### Exercise input

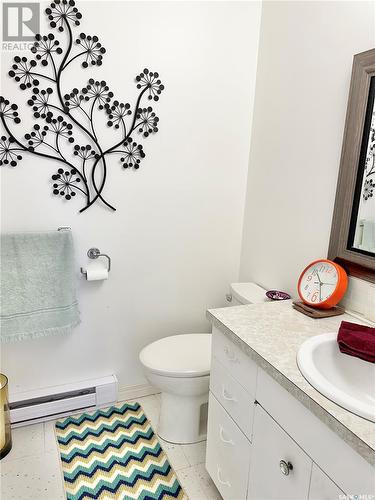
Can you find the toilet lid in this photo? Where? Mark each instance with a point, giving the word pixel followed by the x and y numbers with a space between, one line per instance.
pixel 179 356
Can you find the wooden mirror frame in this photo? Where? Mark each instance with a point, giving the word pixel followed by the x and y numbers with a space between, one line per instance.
pixel 355 263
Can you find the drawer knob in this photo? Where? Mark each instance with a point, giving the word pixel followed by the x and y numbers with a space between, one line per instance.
pixel 285 467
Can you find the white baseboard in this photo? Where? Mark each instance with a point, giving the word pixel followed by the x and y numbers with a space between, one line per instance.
pixel 126 392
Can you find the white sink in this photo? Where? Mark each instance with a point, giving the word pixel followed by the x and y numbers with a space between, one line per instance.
pixel 345 380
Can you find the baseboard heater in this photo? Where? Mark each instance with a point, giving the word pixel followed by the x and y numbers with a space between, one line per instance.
pixel 53 402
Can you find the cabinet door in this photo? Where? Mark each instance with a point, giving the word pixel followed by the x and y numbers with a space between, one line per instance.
pixel 322 487
pixel 280 469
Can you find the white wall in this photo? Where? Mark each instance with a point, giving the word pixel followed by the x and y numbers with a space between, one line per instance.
pixel 175 238
pixel 304 66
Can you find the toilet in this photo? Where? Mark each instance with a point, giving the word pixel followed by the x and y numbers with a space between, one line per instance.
pixel 179 367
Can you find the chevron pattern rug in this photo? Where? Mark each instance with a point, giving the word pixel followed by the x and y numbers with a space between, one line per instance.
pixel 114 453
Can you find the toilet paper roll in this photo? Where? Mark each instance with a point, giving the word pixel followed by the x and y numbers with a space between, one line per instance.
pixel 95 273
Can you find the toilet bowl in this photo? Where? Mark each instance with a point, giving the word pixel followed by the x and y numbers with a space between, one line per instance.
pixel 179 367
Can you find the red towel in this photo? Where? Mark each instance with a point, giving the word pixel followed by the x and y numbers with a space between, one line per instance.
pixel 357 340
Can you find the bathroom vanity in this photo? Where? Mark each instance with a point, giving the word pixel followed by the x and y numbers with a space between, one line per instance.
pixel 271 435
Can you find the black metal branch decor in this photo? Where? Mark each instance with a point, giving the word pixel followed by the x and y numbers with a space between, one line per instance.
pixel 60 113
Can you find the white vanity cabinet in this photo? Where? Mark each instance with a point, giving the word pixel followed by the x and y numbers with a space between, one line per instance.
pixel 322 488
pixel 264 444
pixel 230 420
pixel 280 468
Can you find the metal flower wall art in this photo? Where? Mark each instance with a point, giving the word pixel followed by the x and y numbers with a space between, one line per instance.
pixel 63 116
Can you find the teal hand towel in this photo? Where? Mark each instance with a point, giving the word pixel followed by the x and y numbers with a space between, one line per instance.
pixel 38 294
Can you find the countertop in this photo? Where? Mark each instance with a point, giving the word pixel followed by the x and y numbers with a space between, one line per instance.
pixel 271 334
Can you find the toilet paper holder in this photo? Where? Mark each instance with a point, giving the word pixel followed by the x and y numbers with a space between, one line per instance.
pixel 94 253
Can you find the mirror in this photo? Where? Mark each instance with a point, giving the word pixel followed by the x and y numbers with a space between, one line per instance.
pixel 352 242
pixel 362 225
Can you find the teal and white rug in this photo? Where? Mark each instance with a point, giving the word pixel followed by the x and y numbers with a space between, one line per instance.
pixel 114 453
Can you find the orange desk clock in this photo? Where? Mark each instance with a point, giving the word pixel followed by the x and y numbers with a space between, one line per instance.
pixel 322 284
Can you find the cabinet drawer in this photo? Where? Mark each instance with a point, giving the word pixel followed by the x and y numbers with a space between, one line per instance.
pixel 232 396
pixel 273 450
pixel 322 488
pixel 228 453
pixel 240 366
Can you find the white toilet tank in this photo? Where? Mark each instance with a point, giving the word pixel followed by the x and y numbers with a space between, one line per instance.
pixel 246 293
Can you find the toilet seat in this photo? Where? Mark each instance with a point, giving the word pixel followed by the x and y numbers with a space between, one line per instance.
pixel 187 355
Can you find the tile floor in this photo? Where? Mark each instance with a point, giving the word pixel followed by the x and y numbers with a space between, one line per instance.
pixel 32 472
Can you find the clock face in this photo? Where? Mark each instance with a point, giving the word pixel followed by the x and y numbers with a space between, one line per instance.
pixel 318 282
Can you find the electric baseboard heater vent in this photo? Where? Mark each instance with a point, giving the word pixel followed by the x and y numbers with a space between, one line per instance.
pixel 59 401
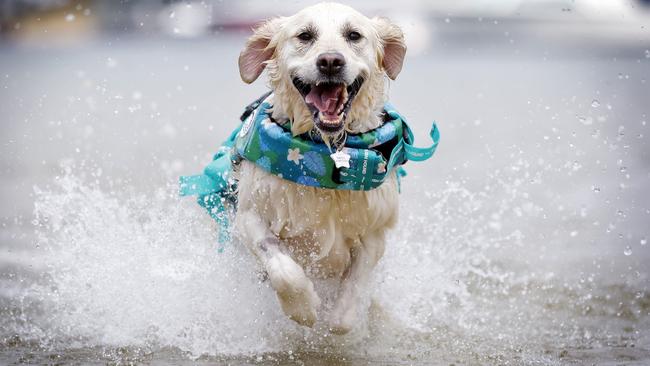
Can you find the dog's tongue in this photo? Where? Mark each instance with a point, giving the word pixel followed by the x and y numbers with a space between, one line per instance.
pixel 325 97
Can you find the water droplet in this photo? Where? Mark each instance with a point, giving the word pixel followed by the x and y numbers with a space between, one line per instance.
pixel 585 120
pixel 627 251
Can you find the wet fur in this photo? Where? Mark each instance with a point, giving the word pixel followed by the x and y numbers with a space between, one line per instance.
pixel 297 231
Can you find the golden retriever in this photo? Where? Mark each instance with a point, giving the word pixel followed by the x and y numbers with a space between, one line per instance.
pixel 327 67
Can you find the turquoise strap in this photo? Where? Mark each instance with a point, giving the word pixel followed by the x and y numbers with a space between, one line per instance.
pixel 422 153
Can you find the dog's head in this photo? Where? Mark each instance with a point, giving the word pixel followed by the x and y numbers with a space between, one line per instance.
pixel 326 66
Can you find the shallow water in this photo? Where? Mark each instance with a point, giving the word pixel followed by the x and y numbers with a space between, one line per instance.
pixel 522 242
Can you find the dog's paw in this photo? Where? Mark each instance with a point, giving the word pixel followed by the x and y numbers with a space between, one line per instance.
pixel 343 317
pixel 295 291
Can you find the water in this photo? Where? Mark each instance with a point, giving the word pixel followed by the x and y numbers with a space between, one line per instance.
pixel 512 247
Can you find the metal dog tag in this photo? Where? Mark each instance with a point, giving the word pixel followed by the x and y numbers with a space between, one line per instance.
pixel 341 159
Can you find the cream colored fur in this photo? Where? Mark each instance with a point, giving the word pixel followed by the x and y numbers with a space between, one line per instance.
pixel 297 231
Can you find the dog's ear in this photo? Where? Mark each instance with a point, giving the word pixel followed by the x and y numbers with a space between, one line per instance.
pixel 258 50
pixel 394 48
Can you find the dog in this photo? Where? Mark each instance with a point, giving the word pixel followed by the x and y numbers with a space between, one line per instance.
pixel 327 67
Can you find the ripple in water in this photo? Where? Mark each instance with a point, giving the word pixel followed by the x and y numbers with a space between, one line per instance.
pixel 123 270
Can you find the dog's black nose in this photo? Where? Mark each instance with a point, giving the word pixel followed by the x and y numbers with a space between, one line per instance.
pixel 330 63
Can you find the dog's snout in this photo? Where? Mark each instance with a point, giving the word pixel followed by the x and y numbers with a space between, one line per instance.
pixel 330 63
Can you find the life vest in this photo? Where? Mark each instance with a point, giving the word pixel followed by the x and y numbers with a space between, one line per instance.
pixel 363 163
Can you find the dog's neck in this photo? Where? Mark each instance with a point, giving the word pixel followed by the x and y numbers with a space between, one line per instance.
pixel 364 115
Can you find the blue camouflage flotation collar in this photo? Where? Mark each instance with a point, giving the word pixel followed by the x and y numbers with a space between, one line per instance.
pixel 365 161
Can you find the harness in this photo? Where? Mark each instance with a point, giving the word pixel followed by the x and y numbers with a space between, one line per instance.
pixel 363 164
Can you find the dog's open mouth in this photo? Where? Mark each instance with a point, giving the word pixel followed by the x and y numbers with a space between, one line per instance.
pixel 329 102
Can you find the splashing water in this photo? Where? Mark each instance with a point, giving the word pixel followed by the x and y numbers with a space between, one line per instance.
pixel 142 271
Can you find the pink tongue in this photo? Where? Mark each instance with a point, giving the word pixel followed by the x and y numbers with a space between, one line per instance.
pixel 324 98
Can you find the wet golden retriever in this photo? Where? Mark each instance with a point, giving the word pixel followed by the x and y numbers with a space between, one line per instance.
pixel 327 67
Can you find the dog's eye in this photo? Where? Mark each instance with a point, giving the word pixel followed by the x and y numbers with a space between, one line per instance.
pixel 305 36
pixel 354 36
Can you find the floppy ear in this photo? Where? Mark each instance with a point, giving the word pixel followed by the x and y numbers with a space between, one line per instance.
pixel 394 48
pixel 258 50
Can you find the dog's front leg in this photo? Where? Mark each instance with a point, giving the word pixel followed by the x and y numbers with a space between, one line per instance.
pixel 294 290
pixel 364 257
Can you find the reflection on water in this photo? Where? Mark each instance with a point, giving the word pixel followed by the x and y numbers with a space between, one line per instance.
pixel 524 241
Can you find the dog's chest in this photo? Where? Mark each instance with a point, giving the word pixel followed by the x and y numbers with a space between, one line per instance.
pixel 323 216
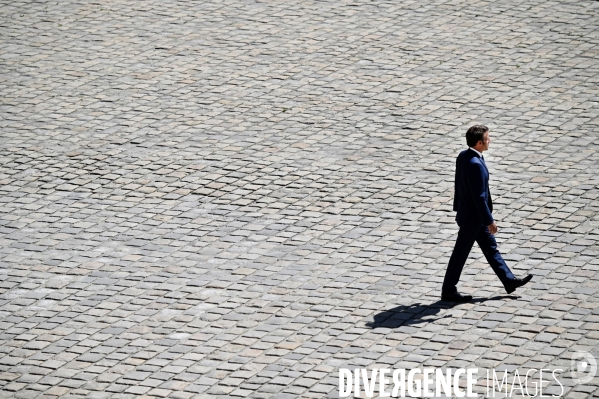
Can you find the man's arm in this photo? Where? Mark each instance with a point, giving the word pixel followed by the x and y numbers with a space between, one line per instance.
pixel 478 190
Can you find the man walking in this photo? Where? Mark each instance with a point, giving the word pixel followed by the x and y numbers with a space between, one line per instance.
pixel 472 202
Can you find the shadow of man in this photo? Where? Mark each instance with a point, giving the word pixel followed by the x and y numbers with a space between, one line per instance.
pixel 405 315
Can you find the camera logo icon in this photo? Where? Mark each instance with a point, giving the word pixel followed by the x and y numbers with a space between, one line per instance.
pixel 583 366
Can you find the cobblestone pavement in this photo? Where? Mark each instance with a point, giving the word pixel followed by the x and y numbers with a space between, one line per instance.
pixel 236 198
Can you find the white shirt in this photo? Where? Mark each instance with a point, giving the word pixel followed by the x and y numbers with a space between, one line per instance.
pixel 479 154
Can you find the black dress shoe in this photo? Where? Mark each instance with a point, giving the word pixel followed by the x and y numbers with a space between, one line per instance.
pixel 455 297
pixel 515 283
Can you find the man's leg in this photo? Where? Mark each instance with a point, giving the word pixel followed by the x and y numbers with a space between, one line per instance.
pixel 487 243
pixel 466 237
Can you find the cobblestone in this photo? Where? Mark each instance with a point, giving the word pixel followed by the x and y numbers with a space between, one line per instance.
pixel 236 198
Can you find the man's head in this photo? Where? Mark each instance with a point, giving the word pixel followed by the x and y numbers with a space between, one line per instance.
pixel 477 137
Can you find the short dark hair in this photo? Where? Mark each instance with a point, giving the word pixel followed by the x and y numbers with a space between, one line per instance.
pixel 475 134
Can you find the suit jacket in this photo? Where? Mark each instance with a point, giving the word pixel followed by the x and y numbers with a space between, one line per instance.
pixel 472 199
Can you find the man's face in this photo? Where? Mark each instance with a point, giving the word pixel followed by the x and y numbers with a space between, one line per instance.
pixel 485 143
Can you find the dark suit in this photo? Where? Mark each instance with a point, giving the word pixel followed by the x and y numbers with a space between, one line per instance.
pixel 474 207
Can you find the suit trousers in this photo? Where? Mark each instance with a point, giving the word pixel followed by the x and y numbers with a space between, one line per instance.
pixel 486 241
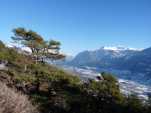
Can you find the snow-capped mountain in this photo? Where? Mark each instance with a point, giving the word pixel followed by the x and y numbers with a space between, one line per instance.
pixel 105 56
pixel 125 63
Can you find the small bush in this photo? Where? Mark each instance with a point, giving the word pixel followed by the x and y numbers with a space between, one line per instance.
pixel 12 102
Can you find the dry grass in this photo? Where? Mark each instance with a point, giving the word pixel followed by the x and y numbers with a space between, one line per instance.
pixel 13 102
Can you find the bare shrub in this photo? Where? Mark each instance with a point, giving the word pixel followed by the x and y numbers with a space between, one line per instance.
pixel 13 102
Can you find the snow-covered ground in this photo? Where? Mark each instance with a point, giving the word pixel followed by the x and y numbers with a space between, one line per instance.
pixel 127 86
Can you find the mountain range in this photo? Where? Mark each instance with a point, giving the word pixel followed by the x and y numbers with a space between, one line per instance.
pixel 129 63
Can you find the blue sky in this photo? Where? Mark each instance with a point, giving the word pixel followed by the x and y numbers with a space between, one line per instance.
pixel 80 24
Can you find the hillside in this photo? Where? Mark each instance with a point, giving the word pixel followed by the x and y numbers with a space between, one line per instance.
pixel 53 90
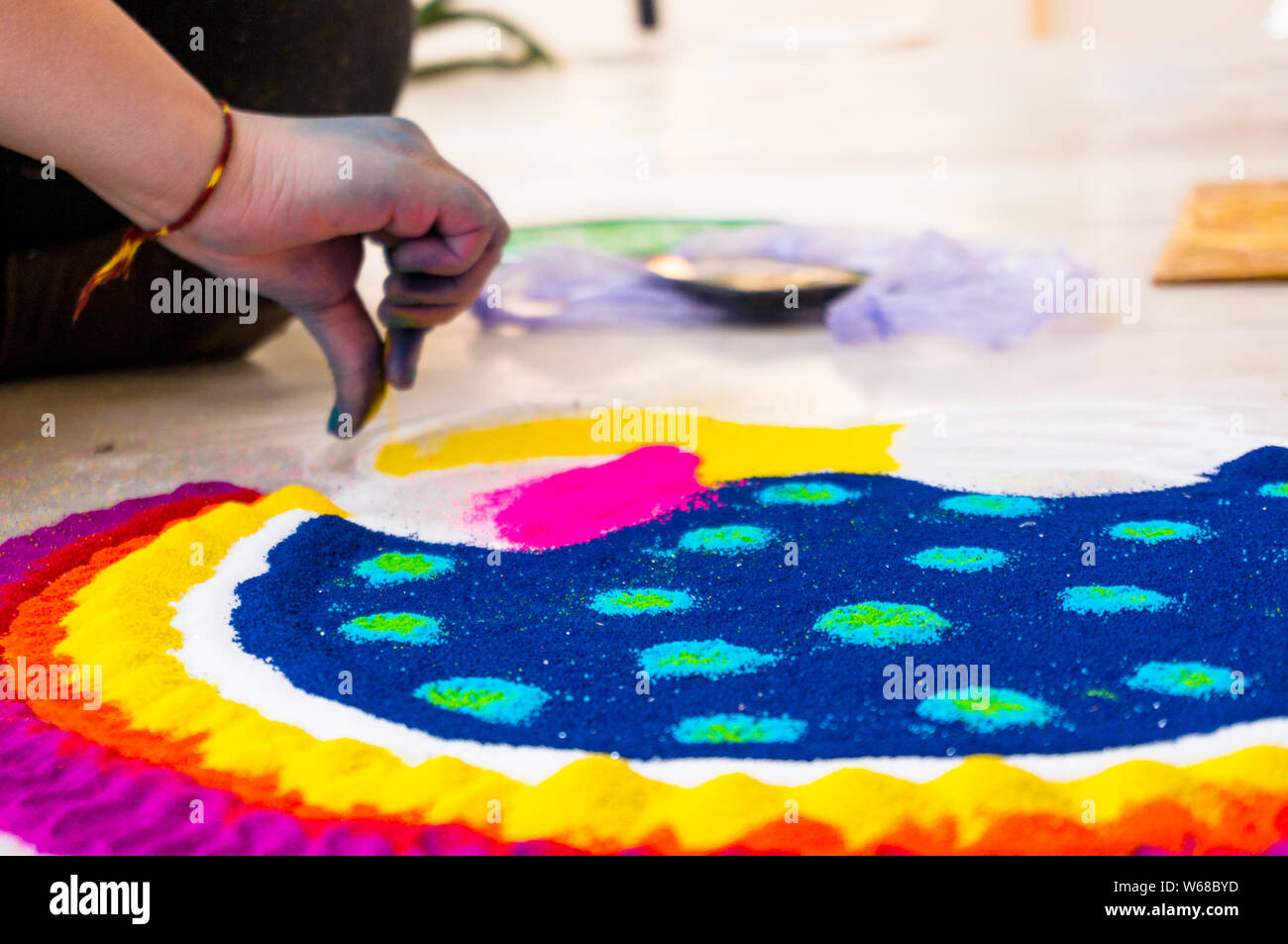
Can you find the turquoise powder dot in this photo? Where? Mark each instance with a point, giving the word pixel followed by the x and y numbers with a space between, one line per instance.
pixel 961 559
pixel 729 539
pixel 1103 600
pixel 636 600
pixel 738 729
pixel 712 659
pixel 996 505
pixel 1188 679
pixel 399 569
pixel 805 493
pixel 997 708
pixel 883 623
pixel 1157 531
pixel 393 627
pixel 494 700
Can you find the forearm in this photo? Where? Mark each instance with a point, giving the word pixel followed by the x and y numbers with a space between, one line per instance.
pixel 85 85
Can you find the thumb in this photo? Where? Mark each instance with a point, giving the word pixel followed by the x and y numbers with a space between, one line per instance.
pixel 356 355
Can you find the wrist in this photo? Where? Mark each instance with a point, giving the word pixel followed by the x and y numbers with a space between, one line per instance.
pixel 174 172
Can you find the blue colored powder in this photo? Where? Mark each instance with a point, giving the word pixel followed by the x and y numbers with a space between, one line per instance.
pixel 640 600
pixel 399 569
pixel 960 559
pixel 995 505
pixel 711 659
pixel 393 627
pixel 1157 531
pixel 1186 679
pixel 528 622
pixel 493 700
pixel 726 539
pixel 805 492
pixel 883 623
pixel 738 729
pixel 1103 600
pixel 995 710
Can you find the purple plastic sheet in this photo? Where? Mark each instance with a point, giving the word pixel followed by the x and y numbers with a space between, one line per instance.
pixel 926 283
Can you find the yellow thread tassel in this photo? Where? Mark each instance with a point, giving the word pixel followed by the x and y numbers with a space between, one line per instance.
pixel 116 266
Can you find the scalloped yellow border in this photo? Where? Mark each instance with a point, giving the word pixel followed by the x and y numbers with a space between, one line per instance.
pixel 123 622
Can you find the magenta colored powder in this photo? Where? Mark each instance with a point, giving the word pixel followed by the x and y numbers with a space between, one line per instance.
pixel 65 794
pixel 18 554
pixel 584 504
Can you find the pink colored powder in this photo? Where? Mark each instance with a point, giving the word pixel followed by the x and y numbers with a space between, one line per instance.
pixel 584 504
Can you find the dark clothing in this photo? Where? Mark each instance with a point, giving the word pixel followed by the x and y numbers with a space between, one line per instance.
pixel 292 56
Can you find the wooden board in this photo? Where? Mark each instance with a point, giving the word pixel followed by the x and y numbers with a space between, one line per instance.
pixel 1229 232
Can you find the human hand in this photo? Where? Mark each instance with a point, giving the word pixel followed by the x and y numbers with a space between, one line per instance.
pixel 288 214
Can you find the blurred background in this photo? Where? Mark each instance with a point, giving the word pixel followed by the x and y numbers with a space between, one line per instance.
pixel 1068 123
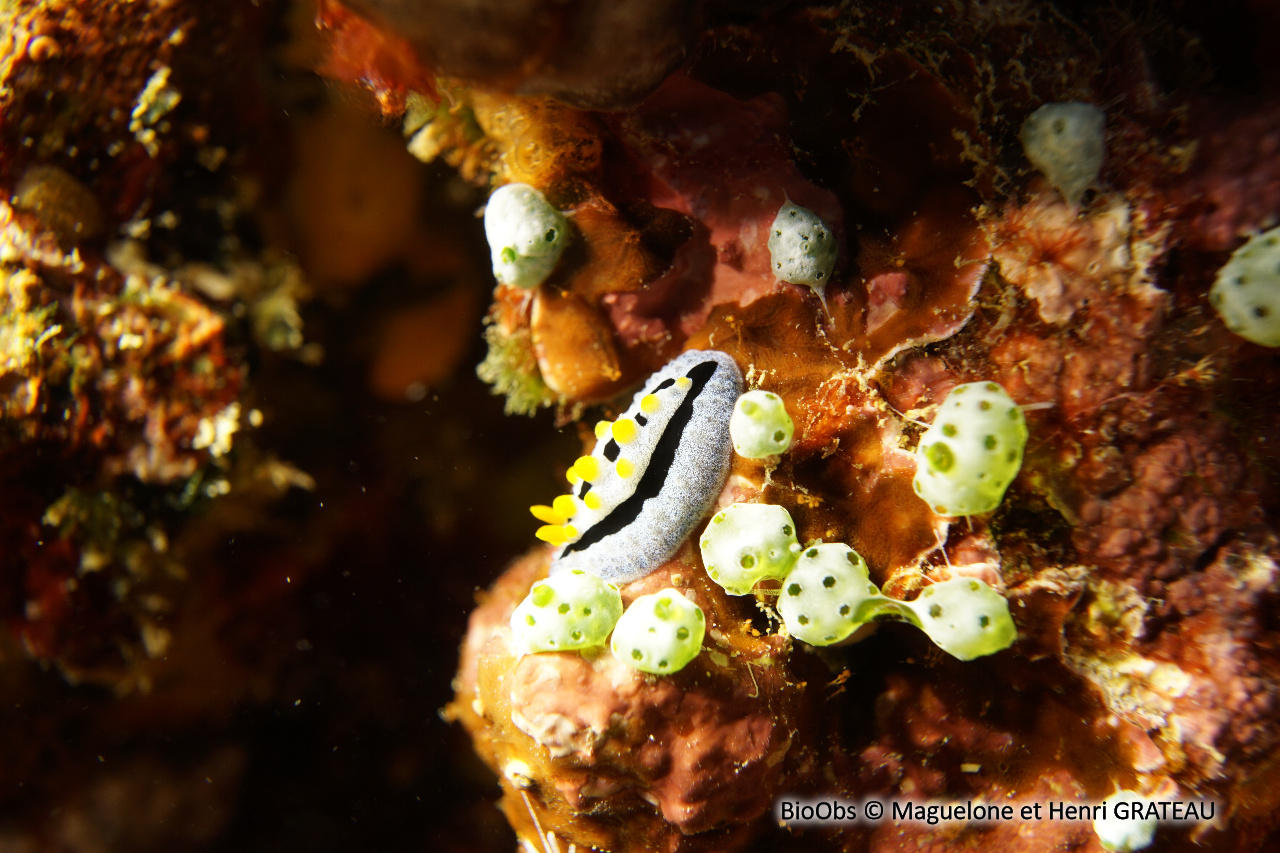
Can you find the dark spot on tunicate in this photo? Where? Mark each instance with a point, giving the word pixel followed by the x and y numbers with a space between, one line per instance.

######

Make an exact copy of only those lines that run from the line with "Can you find the yellow" through the end of the records, excluding pictures.

Can you find the yellow thread tassel in this photo? Where? Mark each instance with a point, giving the word pixel followed by the x and y numbers with a space between, one line per instance.
pixel 116 266
Can you find the scalloped yellow border in this photo? Where? Mark each instance with a point, giving the word pixel followed by the x and y numbers with a space between, one line per instance.
pixel 123 622
Can you find the magenta colored powder in this photo? Where? Mark each instance with a point, giving the word pixel followed by the x and y numbers with a space between, one line per instance.
pixel 65 794
pixel 18 554
pixel 584 504
Can you find the pink colored powder in this photo? Where? Mark each instance with a point, giving the word pixel followed by the x and y numbers with a space between, one line per instance.
pixel 584 504
Can you find the dark clothing in this photo? Where? Mark each instance with a point, giving the word pixel followed by the x and y numbers with a space between, one line per instance.
pixel 292 56
Can you find the wooden board in this photo? Where? Mark each instance with a point, giving the word pixel followed by the x and y numbers with a space between, one line per instance.
pixel 1229 232
Can you find the human hand in this photo? Where? Mark each instance with a point, giving the word pixel followed by the x and y numbers with a space between, one line per instance.
pixel 288 214
Can you find the blurred background in this photo? Where? Mark each instance with a point, giving the word pixel followed by the x and y numbers with a space between, one line per instance.
pixel 1068 123
Can you find the dark spot on tunicate in this photo? Where? Mark each instance with a point, giving the word pixel followed by the x and y numbers with a space between, one line per instance.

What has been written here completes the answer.